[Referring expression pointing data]
::::::::

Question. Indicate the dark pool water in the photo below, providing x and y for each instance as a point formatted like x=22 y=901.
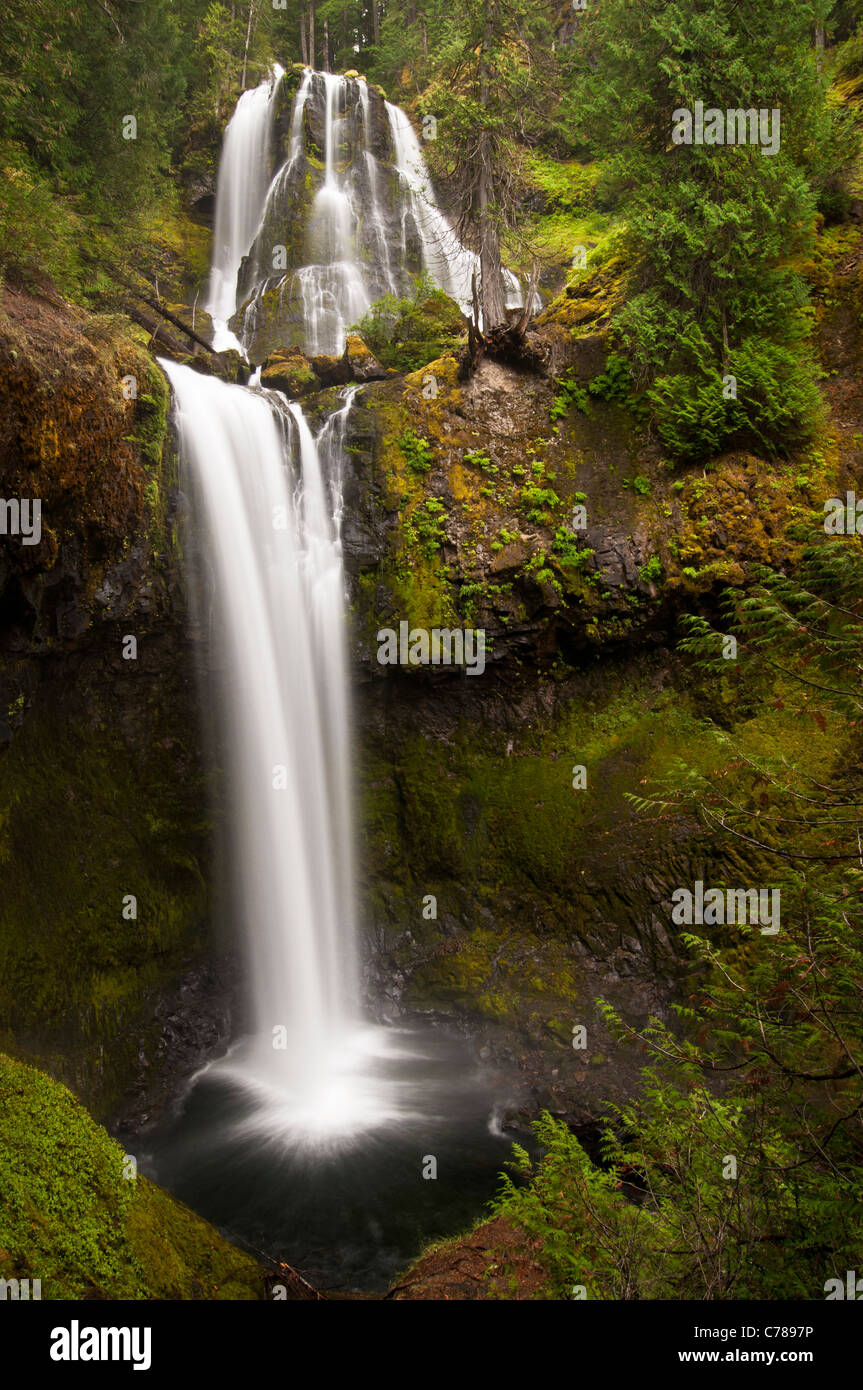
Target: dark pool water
x=350 y=1214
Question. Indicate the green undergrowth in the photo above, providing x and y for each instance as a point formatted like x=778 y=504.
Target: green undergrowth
x=71 y=1218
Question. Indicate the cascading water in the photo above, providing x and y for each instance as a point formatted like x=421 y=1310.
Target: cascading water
x=268 y=503
x=239 y=200
x=337 y=230
x=310 y=1136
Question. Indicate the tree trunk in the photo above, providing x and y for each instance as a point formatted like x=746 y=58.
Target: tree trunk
x=248 y=38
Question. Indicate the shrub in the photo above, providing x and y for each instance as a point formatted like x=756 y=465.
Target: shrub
x=406 y=334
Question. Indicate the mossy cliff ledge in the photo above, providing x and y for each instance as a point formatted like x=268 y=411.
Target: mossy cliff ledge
x=500 y=898
x=100 y=780
x=78 y=1216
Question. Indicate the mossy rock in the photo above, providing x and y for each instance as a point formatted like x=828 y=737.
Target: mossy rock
x=291 y=371
x=74 y=1215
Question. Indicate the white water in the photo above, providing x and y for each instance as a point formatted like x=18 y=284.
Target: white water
x=348 y=225
x=239 y=200
x=267 y=503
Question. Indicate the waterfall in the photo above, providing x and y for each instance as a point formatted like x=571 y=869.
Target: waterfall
x=239 y=200
x=267 y=508
x=334 y=230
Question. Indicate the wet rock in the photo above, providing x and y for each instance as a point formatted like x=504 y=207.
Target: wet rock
x=291 y=371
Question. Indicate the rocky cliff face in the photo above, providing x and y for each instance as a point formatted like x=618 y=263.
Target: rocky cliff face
x=499 y=895
x=103 y=824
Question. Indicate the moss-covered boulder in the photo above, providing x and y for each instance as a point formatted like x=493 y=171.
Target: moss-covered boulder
x=75 y=1214
x=291 y=371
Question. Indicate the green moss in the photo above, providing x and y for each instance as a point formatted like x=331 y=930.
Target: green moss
x=72 y=1219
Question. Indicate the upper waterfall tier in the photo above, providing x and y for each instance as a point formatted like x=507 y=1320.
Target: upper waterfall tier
x=348 y=214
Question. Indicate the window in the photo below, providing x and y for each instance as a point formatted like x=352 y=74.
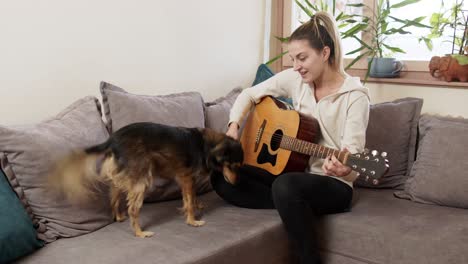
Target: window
x=299 y=16
x=417 y=54
x=416 y=50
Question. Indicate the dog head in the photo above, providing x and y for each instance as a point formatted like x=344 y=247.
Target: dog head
x=226 y=156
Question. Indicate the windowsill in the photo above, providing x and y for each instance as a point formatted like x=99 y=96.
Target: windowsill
x=410 y=77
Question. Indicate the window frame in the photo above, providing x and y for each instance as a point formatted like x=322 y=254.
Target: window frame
x=414 y=72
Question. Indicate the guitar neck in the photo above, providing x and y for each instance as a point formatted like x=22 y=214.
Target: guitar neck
x=311 y=149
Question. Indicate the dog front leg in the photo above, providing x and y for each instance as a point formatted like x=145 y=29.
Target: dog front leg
x=189 y=200
x=119 y=216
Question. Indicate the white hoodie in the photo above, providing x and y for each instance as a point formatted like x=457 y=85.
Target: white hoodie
x=342 y=116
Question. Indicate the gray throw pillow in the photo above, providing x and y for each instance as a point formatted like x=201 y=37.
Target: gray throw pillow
x=439 y=172
x=28 y=152
x=181 y=109
x=122 y=108
x=217 y=112
x=393 y=129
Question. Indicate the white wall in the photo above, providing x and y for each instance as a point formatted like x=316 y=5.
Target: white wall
x=53 y=52
x=437 y=100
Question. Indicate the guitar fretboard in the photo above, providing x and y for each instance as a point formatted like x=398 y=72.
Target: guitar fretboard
x=309 y=148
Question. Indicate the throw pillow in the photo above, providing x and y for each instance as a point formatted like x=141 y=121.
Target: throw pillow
x=122 y=108
x=217 y=112
x=28 y=152
x=182 y=109
x=393 y=129
x=439 y=173
x=17 y=234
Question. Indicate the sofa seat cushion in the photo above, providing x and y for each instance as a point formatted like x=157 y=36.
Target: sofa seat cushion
x=384 y=229
x=230 y=235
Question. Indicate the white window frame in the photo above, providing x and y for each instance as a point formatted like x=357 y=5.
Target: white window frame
x=410 y=65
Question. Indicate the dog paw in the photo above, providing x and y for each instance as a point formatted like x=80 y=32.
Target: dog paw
x=144 y=234
x=196 y=223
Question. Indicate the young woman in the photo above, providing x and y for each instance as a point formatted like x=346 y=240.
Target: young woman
x=319 y=88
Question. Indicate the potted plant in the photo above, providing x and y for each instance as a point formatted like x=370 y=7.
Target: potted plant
x=453 y=66
x=382 y=25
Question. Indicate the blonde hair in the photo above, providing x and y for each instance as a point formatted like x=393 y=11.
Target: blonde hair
x=321 y=31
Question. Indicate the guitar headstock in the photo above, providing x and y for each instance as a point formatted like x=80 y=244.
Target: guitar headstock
x=369 y=165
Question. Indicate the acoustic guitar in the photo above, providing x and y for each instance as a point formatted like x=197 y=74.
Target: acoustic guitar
x=280 y=140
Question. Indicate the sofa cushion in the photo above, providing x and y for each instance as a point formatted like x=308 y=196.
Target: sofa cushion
x=217 y=112
x=17 y=234
x=384 y=229
x=183 y=109
x=230 y=235
x=393 y=129
x=26 y=155
x=122 y=108
x=441 y=161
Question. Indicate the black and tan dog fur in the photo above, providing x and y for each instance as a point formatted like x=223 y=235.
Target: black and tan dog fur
x=134 y=155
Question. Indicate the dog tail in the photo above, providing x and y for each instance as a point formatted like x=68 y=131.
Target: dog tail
x=77 y=177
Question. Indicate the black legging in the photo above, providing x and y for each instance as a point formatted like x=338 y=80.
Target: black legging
x=299 y=198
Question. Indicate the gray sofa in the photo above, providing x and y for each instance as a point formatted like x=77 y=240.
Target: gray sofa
x=381 y=228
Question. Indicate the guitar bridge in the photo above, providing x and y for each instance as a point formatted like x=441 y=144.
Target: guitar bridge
x=259 y=134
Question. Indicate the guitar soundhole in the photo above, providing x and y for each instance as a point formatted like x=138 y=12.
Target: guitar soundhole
x=276 y=140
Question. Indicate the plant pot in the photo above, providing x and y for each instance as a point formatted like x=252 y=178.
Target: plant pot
x=385 y=67
x=448 y=68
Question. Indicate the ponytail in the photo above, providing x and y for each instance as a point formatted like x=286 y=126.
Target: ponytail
x=321 y=31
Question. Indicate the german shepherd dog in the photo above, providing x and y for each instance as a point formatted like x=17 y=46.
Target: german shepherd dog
x=134 y=155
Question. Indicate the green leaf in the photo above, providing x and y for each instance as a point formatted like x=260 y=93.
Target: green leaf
x=362 y=42
x=404 y=3
x=462 y=59
x=356 y=5
x=357 y=28
x=340 y=15
x=356 y=60
x=428 y=42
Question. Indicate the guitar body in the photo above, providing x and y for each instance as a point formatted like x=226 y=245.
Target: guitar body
x=266 y=125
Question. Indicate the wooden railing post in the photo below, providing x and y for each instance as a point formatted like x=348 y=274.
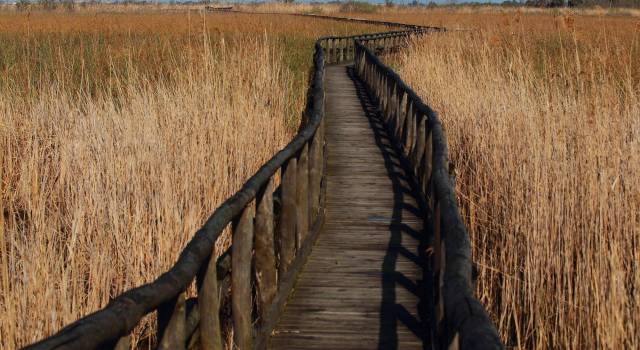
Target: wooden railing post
x=123 y=343
x=264 y=243
x=288 y=220
x=171 y=323
x=241 y=306
x=428 y=166
x=302 y=196
x=209 y=306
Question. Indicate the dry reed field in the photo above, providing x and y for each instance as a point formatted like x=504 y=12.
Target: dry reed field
x=120 y=132
x=542 y=114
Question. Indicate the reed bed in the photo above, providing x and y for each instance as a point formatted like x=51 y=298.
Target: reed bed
x=120 y=132
x=543 y=125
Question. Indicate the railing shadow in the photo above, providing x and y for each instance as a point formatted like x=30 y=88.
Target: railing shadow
x=407 y=208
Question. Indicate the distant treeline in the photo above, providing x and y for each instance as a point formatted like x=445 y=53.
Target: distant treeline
x=577 y=3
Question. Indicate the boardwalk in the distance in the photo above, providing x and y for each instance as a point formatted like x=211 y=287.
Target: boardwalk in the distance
x=361 y=286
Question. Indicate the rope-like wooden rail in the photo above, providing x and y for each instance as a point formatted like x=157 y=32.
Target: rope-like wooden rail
x=274 y=229
x=461 y=320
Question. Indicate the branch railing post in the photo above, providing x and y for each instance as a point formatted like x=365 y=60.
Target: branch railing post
x=271 y=225
x=171 y=323
x=302 y=196
x=461 y=321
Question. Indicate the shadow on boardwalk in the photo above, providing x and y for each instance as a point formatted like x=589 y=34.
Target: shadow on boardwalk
x=404 y=187
x=366 y=283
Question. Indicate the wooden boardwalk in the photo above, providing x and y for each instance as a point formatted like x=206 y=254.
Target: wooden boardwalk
x=362 y=285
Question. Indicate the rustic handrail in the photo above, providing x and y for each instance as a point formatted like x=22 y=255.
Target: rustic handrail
x=461 y=320
x=252 y=269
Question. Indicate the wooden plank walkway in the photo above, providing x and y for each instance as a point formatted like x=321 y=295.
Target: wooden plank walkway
x=362 y=285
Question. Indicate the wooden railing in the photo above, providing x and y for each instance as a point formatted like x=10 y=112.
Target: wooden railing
x=275 y=219
x=461 y=321
x=259 y=253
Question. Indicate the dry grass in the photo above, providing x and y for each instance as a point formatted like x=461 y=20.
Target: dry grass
x=120 y=132
x=542 y=114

::::::::

**Problem requirements**. Your output should be an exact copy of the lines from the one containing "Question. Indicate the wooden boardwalk" through the last line of the data above.

**Solution for this problem**.
Question. Indicate the wooden boardwalk in the photo above, providing x and y for each instance as a point formatted like x=206 y=254.
Target: wooden boardwalk
x=362 y=285
Question. Indicate the rustic handrail in the photo above, providing x and y for each instance as a point formatted like x=22 y=255.
Target: rustic handrail
x=461 y=320
x=252 y=269
Question. Indicate the wooden plank walkway in the photo above, providing x and y for each instance as a point formatted like x=321 y=295.
Target: wooden plank walkway
x=362 y=285
Question. Indicate the wooden railing in the photo above, providing x and y for each instance as a point formatted like x=10 y=112.
Target: wooden railing
x=275 y=219
x=461 y=321
x=259 y=253
Question. Indicate the dry grass in the photo above, providing x and y for each instance as a point formatted like x=461 y=20.
Target: dry grass
x=120 y=132
x=542 y=114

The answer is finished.